Goal – Reproduce each of the following lines verbatim, without altering any wording or punctuation.

The input –

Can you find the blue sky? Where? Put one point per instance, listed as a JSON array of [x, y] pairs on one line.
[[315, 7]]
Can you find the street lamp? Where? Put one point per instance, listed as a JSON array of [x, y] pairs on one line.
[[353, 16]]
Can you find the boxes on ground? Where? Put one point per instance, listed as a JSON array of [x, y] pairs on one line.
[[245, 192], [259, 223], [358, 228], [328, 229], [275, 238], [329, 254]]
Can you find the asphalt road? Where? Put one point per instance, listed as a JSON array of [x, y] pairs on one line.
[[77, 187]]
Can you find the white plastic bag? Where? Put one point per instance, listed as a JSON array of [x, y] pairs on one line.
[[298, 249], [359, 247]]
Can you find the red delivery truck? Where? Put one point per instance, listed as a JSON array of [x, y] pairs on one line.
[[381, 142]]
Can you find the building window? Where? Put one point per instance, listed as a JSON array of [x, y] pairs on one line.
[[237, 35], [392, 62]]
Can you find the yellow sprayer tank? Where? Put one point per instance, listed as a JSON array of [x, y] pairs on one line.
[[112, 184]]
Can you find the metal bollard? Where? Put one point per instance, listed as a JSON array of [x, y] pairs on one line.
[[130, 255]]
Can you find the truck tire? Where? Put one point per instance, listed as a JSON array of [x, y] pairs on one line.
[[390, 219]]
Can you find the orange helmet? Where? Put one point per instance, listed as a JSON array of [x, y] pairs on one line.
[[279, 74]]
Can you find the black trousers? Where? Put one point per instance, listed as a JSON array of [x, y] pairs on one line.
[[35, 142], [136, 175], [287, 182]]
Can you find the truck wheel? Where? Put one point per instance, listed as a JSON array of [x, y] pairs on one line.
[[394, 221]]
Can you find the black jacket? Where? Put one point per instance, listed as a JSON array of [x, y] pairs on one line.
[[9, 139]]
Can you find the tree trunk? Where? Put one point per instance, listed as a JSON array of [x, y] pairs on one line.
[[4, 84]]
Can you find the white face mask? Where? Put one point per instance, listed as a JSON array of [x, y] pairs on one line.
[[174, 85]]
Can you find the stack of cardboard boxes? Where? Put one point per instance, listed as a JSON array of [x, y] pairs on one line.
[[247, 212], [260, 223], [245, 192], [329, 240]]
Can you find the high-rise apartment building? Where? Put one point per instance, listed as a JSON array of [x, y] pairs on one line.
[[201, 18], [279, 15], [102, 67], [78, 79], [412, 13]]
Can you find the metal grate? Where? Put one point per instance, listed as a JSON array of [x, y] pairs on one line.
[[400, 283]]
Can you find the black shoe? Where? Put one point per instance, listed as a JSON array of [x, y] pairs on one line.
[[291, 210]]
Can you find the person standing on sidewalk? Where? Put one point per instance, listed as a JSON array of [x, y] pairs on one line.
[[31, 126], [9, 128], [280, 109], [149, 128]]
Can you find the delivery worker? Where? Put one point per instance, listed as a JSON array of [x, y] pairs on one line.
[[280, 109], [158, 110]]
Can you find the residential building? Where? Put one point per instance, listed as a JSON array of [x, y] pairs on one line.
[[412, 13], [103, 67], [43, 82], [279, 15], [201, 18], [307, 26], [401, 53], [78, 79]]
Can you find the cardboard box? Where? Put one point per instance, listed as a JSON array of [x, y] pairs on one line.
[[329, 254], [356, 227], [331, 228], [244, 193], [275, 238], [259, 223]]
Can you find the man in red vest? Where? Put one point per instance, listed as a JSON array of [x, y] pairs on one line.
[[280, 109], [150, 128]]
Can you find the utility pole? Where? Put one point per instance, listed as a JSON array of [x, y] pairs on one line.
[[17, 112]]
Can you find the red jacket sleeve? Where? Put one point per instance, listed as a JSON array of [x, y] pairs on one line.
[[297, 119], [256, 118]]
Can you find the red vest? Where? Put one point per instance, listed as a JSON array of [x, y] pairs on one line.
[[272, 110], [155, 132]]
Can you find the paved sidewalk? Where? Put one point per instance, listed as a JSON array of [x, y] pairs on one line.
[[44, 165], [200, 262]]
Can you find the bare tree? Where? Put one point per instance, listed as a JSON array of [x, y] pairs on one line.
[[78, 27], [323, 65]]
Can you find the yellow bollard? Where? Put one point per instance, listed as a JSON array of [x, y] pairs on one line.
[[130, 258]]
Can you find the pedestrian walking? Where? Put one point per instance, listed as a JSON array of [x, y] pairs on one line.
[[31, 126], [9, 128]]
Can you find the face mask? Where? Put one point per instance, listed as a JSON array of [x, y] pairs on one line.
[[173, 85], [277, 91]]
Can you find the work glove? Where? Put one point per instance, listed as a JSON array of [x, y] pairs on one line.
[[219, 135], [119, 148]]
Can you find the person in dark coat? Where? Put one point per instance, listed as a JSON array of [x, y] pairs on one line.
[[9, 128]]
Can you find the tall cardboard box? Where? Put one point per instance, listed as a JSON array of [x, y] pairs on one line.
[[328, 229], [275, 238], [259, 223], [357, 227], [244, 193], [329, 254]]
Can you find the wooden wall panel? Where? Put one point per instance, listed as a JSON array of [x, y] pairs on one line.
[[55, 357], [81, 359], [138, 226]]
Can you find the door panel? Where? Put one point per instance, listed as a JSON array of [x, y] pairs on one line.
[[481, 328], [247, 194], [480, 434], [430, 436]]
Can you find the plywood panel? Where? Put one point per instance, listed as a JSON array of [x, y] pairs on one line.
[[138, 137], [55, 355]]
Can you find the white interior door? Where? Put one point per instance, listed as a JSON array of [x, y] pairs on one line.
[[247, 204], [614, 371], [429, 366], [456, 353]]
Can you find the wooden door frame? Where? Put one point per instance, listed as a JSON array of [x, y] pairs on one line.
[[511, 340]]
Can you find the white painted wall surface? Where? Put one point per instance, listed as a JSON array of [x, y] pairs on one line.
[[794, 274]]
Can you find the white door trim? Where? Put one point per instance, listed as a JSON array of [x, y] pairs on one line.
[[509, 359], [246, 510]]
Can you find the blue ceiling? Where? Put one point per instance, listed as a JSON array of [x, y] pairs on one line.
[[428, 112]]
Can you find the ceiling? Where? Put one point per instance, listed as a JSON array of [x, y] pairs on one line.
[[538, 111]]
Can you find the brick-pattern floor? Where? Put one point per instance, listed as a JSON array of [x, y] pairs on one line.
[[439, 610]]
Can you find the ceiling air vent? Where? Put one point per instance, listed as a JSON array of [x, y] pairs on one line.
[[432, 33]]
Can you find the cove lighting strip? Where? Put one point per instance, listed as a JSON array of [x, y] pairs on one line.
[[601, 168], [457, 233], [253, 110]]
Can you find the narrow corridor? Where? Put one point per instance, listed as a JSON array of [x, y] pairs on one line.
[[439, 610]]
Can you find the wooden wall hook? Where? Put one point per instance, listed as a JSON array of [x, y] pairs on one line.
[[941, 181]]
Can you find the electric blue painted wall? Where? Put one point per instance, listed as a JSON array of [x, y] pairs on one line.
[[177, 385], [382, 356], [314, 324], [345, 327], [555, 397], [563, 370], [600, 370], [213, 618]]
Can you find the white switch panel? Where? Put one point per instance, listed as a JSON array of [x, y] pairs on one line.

Full response –
Can you find the blue sky? Where? Put one point per instance, listed as a JSON array of [x, y] pairs on one line.
[[315, 7]]
Can you find the street lamp? Where? Put one point per instance, listed as a JSON array of [x, y] pairs on one line.
[[353, 16]]
Can you find the boxes on ground? Where? Put one point per instance, listed as a JSON array of [x, y] pairs on one line.
[[245, 192], [259, 223], [358, 228], [328, 229], [275, 238], [329, 254]]
Can you find the asphalt road? Where? Put one point per instance, listed as a JSON array of [x, y] pairs on one line.
[[77, 187]]
Can you find the white plastic bag? Where? Put one point per instance, listed as a JSON array of [x, y] pairs on one line.
[[298, 249], [359, 247]]
Can you find the red delivery truck? Where? Put one point per instance, listed as a JSON array of [x, y] pairs on one line.
[[381, 142]]
Can you find the building window? Where? Put one point per instance, listed as a JSON array of [x, y] pairs on one line.
[[237, 35], [392, 62]]
Can you find the yellow sprayer tank? Where? Put one point per instance, listed as a JSON array of [x, y] pairs on one line.
[[112, 184]]
Can you find the metal bollard? Where? Put one point per instance, listed as a JSON array of [x, y] pairs on one line.
[[130, 255]]
Can you find the truck tire? Where? Put one point per instance, listed as a JSON array of [x, y] pairs on one line.
[[390, 219]]
Can you find the orange helmet? Where? Put one point per instance, listed as a JSON array of [x, y] pairs on one line.
[[279, 74]]
Can you find the black trousers? Where? Put one point per instance, listed as a JSON array of [x, y] pairs on one line.
[[35, 142], [136, 175], [287, 182]]
Can you find the truck wheel? Where? Put one point per instance, listed as a JSON array of [x, y] pairs on one line.
[[394, 221]]
Can you find the black jacket? Where? Put one point per instance, listed as a JSON array of [x, y] pairs on one line.
[[9, 139]]
Can you find the tree trunk? Where? Put one point per instance, listed as a JSON array of [x, y] pairs on one line.
[[4, 84]]
Can you find the white face mask? Where? Put one point per instance, listed as a JSON array of [x, y] pairs on one line.
[[174, 85]]
Can you find the stack of cardboard boxes? Where? Put one point per instance, listed as a JSON array of [x, y] pairs on one line.
[[247, 212], [260, 223], [245, 192], [329, 240]]
Can you find the high-rise apartment building? Where? Put one point per instance, listed as a JSON array of [x, y] pairs on one line.
[[201, 18], [279, 15], [102, 67], [78, 79], [412, 13]]
Can you find the metal grate? Where? Put one point per instance, listed as a JSON array of [x, y] pairs on one line.
[[400, 283]]
Can you find the black shoe? Where? Put one point per instance, listed as a JSON array of [x, y] pairs on one line.
[[291, 210]]
Can you find the person standing on sidewalk? Where? Put one point per instance, listed as a JSON array of [x, y] pairs on one line.
[[31, 126], [9, 128], [280, 109], [149, 128]]
Can you find the delivery worker? Where? Put one point per instance, listed as a JSON array of [x, y] pairs on one line.
[[280, 109], [158, 110]]
Can you find the residential building? Where? Put one point per instance, listed as a JSON array of [x, y] pairs on one line.
[[412, 13], [103, 67], [43, 82], [279, 15], [201, 18], [307, 26], [401, 53], [78, 79]]
Can you find the cardboard box? Where? Put one point per instance, listed as a JSON array of [x, y] pairs on one line.
[[329, 254], [356, 227], [331, 228], [244, 193], [275, 238], [259, 223]]
Can you find the man in red vest? Where? Put one point per instance, listed as a JSON array of [x, y] pairs on one line.
[[280, 109], [150, 128]]
Can you find the utility pole? Where? Put one point per instance, listed as a JSON array of [x, y] pairs on one line.
[[17, 112]]
Can you find the red jacket sleeve? Where? Put one point per instance, listed as a JSON array of [x, y] pairs on one line.
[[297, 119], [256, 118]]
Can you find the red vest? Where? Put one point per instance, listed as a JSON array of [x, y] pairs on one line.
[[272, 110], [155, 132]]
Can you find the paved sidewalk? Where? Put one point per instance, listed as a JSON array of [x, y] pairs on one line.
[[44, 165], [200, 262]]
Can you find the bare tree? Where? Put one point per instance, listed as a JSON array of [x, y] pairs on one line.
[[78, 27], [323, 65]]
Can you find the yellow bollard? Where? Put one point per instance, listed as a JSON array of [x, y] pairs on one line.
[[130, 258]]
Can you find the pedestrian walking? Where? Put one point per instance, listed as a JSON array of [x, y] pairs on one line.
[[31, 126], [9, 128]]
Can you find the face mask? Where? Put one point per instance, listed as a JSON array of [x, y] pairs on one line.
[[173, 85], [277, 91]]
Can you find the work glove? Where? Put one point per instance, listed as a JSON array of [x, y] pairs on one line.
[[219, 135], [119, 148]]
Can you find the person in dark coat? Where? Put one point per instance, listed as a JSON array of [x, y] pairs on one line.
[[9, 128]]
Can you find the tall cardboard box? Where? Put one point per instance, listed as a JSON array of [x, y] pairs on one line.
[[328, 229], [275, 238], [259, 223], [357, 227], [244, 193], [329, 254]]
Can you find the wooden wall panel? Where? Put one point per instance, listed as a JSON array of [x, y] pairs on one line.
[[55, 357], [81, 359], [138, 226]]
Can you find the door panel? Where? Put one point per instance, listed as a JSON array of [x, y] pairs on one line.
[[481, 328], [247, 194], [480, 434], [430, 436]]
Can you find the plywood panel? Where? Put one point per instance, listed as a JSON array of [x, y] pairs on one line.
[[138, 137], [55, 355]]
Can you find the white interior door? Where? Put one point per instance, listed as a JSON array of [x, y] pairs on one line.
[[247, 204], [614, 371], [429, 366], [456, 353]]
Can you find the wooden door frame? Where? Put one point per instance, listed as a JSON array of [x, y] pairs on one line.
[[511, 340]]
Can you find the white painted wall surface? Where? Put one point per instance, listed as a JSON array of [x, y] pairs on one line.
[[794, 274]]
Can you find the white door trim? Where? Put one point per instance, listed as a JSON array of [x, y] pairs on one line.
[[509, 359], [246, 510]]
Can you find the blue ceiling? Where? Put one point per instance, listed as a JSON array of [x, y] pairs on one line.
[[428, 112]]
Can you find the ceiling? Where? Put one point per instance, listed as a JSON array of [x, y] pairs on one line.
[[538, 111]]
Can you find the brick-pattern floor? Where? Put one point per instance, listed as a JSON array of [x, y] pairs on one line.
[[439, 610]]
Can you find the ceiling air vent? Where? Put one point per instance, listed as a JSON array of [x, y] pairs on one line.
[[432, 33]]
Can you find the cove lighting strip? Where? Put one point per instance, listed as a JSON array of [x, y] pairs on one line.
[[601, 168], [457, 233], [253, 110]]
Can you find the narrow corridor? Where? Put one point per instance, listed as a JSON array of [x, y] pairs on one line.
[[439, 610]]
Can you find the wooden wall hook? Where? Put one point per instance, listed as a JSON array of [x, y] pairs on one line.
[[941, 181]]
Can you find the electric blue painted wall? Where? Put one point per instance, listed as a JSON array of [x, y] pairs on one line.
[[177, 385], [382, 356], [314, 324], [345, 327], [555, 397], [563, 370], [600, 370], [213, 618]]
Can you find the white switch panel? Where? Put one point per instance, listed as a JSON array of [x, y] pairs on one line.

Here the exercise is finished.